= WHAT IS ASKED =
Copy out the records below word for word, with no changes, but leave the pictures out.
* Start *
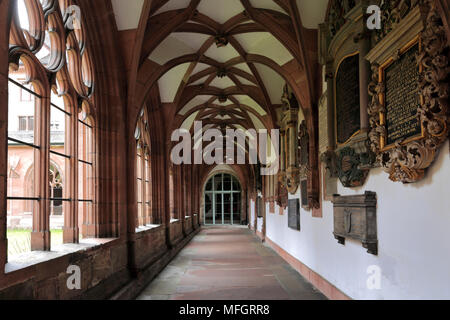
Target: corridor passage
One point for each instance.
(224, 263)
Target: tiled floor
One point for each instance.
(223, 263)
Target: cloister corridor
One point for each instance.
(229, 263)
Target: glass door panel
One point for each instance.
(218, 209)
(208, 209)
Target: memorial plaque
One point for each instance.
(402, 98)
(323, 125)
(303, 142)
(259, 207)
(347, 97)
(294, 214)
(304, 193)
(355, 217)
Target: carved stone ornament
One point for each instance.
(349, 168)
(282, 196)
(407, 159)
(355, 217)
(290, 127)
(329, 158)
(292, 179)
(303, 150)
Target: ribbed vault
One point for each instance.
(225, 62)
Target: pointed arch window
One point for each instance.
(143, 172)
(50, 64)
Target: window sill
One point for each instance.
(32, 258)
(147, 227)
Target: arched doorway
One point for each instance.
(222, 200)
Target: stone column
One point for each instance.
(70, 229)
(40, 235)
(5, 20)
(363, 41)
(329, 76)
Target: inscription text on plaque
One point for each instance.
(402, 98)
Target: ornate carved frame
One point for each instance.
(406, 161)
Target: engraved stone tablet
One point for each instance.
(347, 96)
(294, 214)
(323, 124)
(402, 97)
(304, 193)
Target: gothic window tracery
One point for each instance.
(50, 61)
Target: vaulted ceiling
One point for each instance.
(223, 62)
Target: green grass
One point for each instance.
(19, 240)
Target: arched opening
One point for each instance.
(222, 200)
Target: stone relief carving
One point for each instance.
(407, 161)
(289, 125)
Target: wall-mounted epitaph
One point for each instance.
(304, 194)
(259, 207)
(412, 73)
(347, 99)
(355, 217)
(294, 214)
(402, 97)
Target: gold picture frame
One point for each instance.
(382, 95)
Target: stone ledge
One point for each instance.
(135, 286)
(33, 258)
(320, 283)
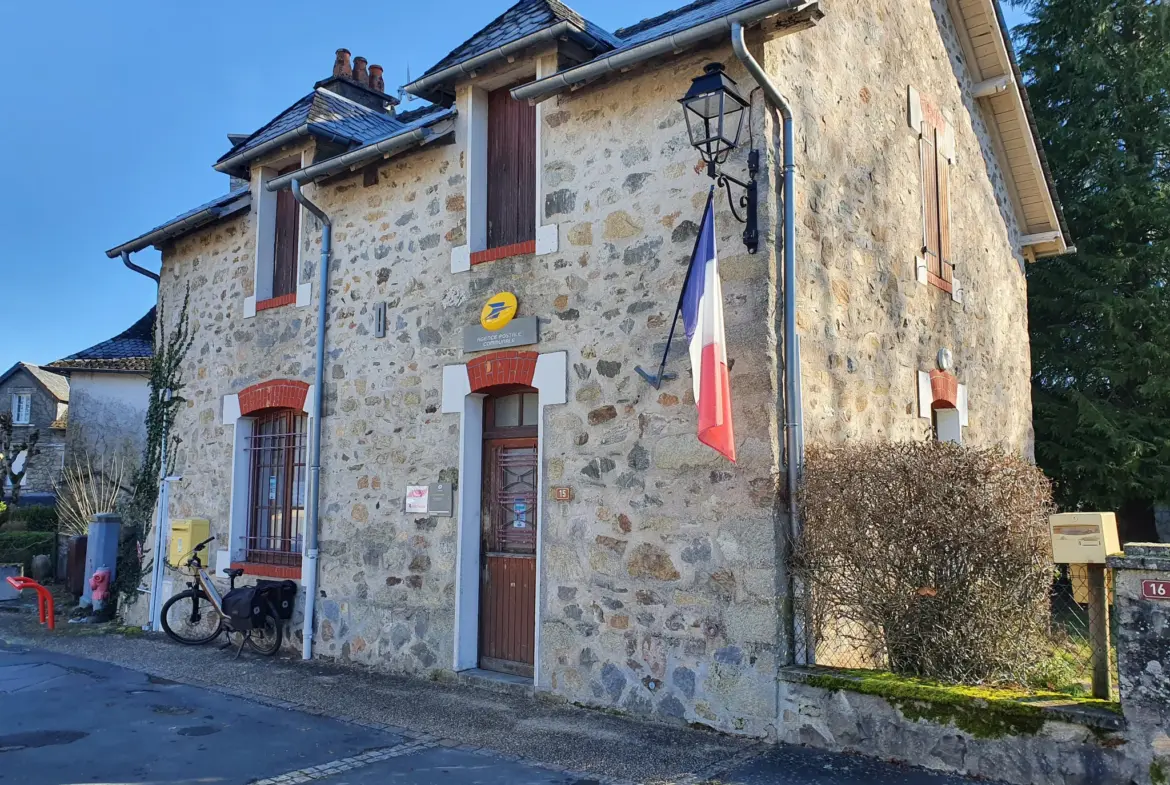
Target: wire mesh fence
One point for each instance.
* End *
= SOLUTION FOR THIS TASK =
Target: corridor passage
One point for each instance.
(224, 263)
Target: tiled floor
One point for each instance.
(223, 263)
Target: cloister corridor
One point for each instance.
(229, 263)
Target: glass door panel
One point for each instance.
(218, 209)
(208, 209)
Target: memorial plaque
One point for each instance.
(402, 98)
(323, 125)
(303, 142)
(259, 207)
(347, 97)
(294, 214)
(304, 193)
(355, 217)
Target: carved stone ornament
One point for each instance.
(349, 168)
(282, 196)
(407, 159)
(355, 217)
(290, 127)
(329, 158)
(292, 179)
(303, 150)
Target: ribbed vault
One point for each instance.
(225, 62)
Target: pointed arch window
One point for each instance.
(143, 172)
(50, 64)
Target: window sill
One point for each instance.
(32, 258)
(147, 227)
Target: arched doorway
One point for each instance.
(222, 200)
Target: stone column
One point for each instance.
(70, 229)
(40, 235)
(5, 20)
(363, 41)
(329, 76)
Target: inscription text on plaque
One point for each instance.
(402, 98)
Target: ornate carved frame
One point for each instance.
(406, 161)
Target: engraved stone tablet
One point for each instance.
(347, 96)
(294, 214)
(323, 124)
(402, 97)
(304, 193)
Target: gothic window tracery
One point for each instance.
(50, 61)
Target: vaulted ceiling
One point for each instance.
(223, 62)
Target: green grass
One point for each instance.
(19, 240)
Target: arched opening
One point for each instance.
(222, 200)
Target: stone relief carving
One point for each instance.
(407, 161)
(289, 125)
Target: wall-mounted epitaph
One point for each instance.
(304, 194)
(259, 207)
(412, 73)
(347, 99)
(355, 217)
(294, 214)
(402, 97)
Target: gold picture frame
One point for each instance.
(382, 95)
Target: stone ledge
One point for each instance.
(135, 286)
(33, 258)
(320, 283)
Target: wire mesh fence
One point for each instance.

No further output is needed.